§ **Saved entries**:
-- Opening Marker --

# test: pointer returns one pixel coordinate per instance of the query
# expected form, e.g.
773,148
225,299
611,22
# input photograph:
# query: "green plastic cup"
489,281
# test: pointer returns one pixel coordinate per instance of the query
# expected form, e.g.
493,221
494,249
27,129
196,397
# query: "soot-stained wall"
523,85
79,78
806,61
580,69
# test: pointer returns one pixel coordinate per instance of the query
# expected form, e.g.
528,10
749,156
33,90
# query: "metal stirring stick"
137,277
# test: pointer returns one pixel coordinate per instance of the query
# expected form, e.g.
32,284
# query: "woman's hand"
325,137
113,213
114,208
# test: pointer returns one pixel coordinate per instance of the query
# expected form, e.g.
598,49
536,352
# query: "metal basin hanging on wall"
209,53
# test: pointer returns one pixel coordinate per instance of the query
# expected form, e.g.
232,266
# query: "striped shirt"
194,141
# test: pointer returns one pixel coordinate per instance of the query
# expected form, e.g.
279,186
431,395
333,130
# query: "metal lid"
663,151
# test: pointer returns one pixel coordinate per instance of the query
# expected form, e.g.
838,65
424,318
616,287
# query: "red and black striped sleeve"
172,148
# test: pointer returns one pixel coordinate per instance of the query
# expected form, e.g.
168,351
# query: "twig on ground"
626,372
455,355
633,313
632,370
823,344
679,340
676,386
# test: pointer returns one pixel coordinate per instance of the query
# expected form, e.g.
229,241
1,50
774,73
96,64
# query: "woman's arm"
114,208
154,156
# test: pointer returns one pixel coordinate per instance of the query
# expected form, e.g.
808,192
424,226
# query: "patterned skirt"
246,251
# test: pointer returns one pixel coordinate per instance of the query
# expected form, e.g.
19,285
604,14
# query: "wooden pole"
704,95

-- Closing Marker --

§ **Exercise prompt**:
Every line of the data must appear again in the answer, exactly as written.

§ **Response to this task**:
# test: pointer returns one pixel coordinate per instance of the query
# expected form, e.g.
773,148
225,299
611,22
# input photograph:
# query: "green plastic cup"
489,281
# test: pointer returns one pixel coordinate per instance of the query
# expected form, e.g.
493,221
494,249
27,129
196,397
# query: "soot-stained wall"
523,85
79,78
806,61
580,69
# test: pointer returns one pixel coordinate per instance of the query
# expected form, e.g.
528,10
749,156
33,90
# query: "metal stirring stick"
137,277
# test: pointer returns one pixel coordinate per instance of the query
# expected form, e.g.
32,284
# query: "woman's hand"
325,137
113,213
114,208
# test: pointer returns one pixel coordinate per instance of the query
# expected form, e.g.
598,49
536,352
# query: "metal basin hanging on wall"
209,53
# test: pointer returns one pixel coordinate per instance of the query
# expected form, e.g.
232,266
# query: "striped shirt"
194,141
# test: pointer returns one pixel coordinate per instance of the query
# expected form, e.g.
279,186
431,395
333,130
# query: "metal lid"
663,151
# test: pointer returns one pixel coordinate per instance of the query
# expected form, e.g.
838,65
424,318
616,287
# query: "red and black striped sleeve"
172,148
# test: pointer returns one pixel coordinate per instance of the query
# expected form, e.g.
168,351
# query: "twig on ground"
626,372
455,355
633,313
632,370
823,344
679,340
676,386
# test: pointer returns one pixel coordinate per instance of the query
# expected form, e.g.
229,241
1,50
774,73
96,64
# query: "woman's arm"
114,208
154,156
# test: pointer returns one pixel coordinate per instance of the query
# expected form, e.g.
808,192
424,226
# query: "patterned skirt"
246,251
# test: pointer returns one pixel coordinate per instance of the query
# expected form, e.g.
19,285
604,14
# query: "wooden pole"
704,95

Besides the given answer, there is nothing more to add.